**EXERCISE INPUT**
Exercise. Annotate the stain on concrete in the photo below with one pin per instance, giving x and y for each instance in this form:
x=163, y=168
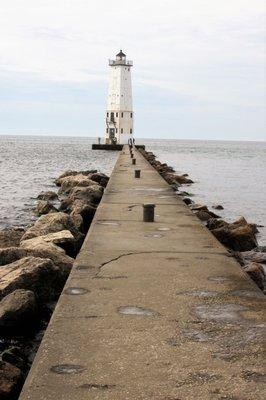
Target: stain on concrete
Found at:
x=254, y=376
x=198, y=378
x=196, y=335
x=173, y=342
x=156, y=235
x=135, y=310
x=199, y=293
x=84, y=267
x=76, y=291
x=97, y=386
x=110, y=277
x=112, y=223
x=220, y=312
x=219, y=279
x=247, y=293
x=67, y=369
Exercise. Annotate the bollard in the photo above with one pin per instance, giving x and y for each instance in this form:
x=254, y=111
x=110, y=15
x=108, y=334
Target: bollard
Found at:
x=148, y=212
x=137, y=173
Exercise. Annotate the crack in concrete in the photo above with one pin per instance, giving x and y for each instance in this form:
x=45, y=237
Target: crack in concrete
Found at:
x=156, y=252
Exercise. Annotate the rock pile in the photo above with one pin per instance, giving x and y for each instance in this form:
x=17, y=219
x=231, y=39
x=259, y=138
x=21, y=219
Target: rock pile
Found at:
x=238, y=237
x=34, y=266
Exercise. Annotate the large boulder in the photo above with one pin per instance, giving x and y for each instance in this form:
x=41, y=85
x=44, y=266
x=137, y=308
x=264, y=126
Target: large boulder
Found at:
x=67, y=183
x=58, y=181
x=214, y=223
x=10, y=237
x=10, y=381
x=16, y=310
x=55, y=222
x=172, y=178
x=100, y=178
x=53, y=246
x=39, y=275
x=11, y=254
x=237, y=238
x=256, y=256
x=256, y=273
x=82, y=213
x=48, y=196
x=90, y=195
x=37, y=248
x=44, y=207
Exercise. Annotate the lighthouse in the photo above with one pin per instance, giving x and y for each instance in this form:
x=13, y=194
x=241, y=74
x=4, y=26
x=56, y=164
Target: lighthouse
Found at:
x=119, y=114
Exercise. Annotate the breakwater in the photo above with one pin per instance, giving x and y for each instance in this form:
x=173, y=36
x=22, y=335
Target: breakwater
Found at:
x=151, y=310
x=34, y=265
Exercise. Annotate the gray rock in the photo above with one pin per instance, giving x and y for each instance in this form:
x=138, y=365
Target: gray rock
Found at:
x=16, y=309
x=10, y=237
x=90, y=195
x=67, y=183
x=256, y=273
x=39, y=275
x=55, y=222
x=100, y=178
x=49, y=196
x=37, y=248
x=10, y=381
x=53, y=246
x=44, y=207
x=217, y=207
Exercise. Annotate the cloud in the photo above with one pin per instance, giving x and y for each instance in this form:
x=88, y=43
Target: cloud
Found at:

**GIVEN REQUEST**
Reproduce all of the records above line for line, leaving out the picture.

**THE RESULT**
Exercise. Annotate the stain on concrete in the photo below with one pin per instance, giving x and y for each instance in this form:
x=163, y=168
Target: stain on concrete
Found at:
x=254, y=376
x=198, y=378
x=196, y=335
x=173, y=342
x=156, y=235
x=135, y=310
x=199, y=293
x=84, y=267
x=76, y=291
x=97, y=386
x=110, y=277
x=112, y=223
x=220, y=312
x=219, y=279
x=247, y=293
x=67, y=369
Exercise. Annotate the bollard in the photo above with one pin per instance, giving x and y for each instance in this form:
x=254, y=111
x=110, y=15
x=108, y=334
Target: bollard
Found at:
x=148, y=212
x=137, y=173
Exercise. Annotate the crack in concrete in the photo above with one pin per instance, giving x and y for each instance in this form:
x=45, y=237
Target: crack in concrete
Found at:
x=156, y=252
Exercise. Annotate the rock pile in the photo above with one pin per instance, giving x and y for each instance in this form:
x=17, y=219
x=231, y=39
x=259, y=138
x=21, y=219
Target: rock pile
Found at:
x=238, y=237
x=34, y=266
Exercise. Annotate the large boulder in the photo above with one pin per instance, giving x and y for each instance in this form:
x=41, y=85
x=44, y=266
x=137, y=308
x=264, y=126
Target: large boulder
Found at:
x=67, y=183
x=58, y=181
x=214, y=223
x=10, y=237
x=10, y=381
x=16, y=310
x=55, y=222
x=172, y=178
x=100, y=178
x=53, y=246
x=39, y=275
x=11, y=254
x=237, y=238
x=256, y=256
x=256, y=273
x=82, y=213
x=48, y=196
x=90, y=195
x=37, y=248
x=44, y=207
Exercise. Annotate the lighthouse in the photo above with one pin per instance, giving x and y for each instance in this form:
x=13, y=194
x=241, y=74
x=4, y=26
x=56, y=164
Target: lighthouse
Found at:
x=119, y=114
Exercise. Annotate the breakwater in the photo above with one pin per instance, giving x and y for each instance in this form:
x=173, y=36
x=22, y=335
Target: breakwater
Found at:
x=151, y=310
x=34, y=265
Exercise. Annotate the gray rock in the photo above with one pin per instance, giving x and y for each instance in this form:
x=138, y=365
Target: gray rock
Found at:
x=16, y=309
x=10, y=237
x=90, y=195
x=67, y=183
x=256, y=273
x=39, y=275
x=55, y=222
x=100, y=178
x=49, y=196
x=37, y=248
x=10, y=381
x=53, y=246
x=44, y=207
x=217, y=207
Exercise. Annotate the cloud in the photo above with one pin per instance, giving x and y for each instance in this form:
x=88, y=43
Target: cloud
Found at:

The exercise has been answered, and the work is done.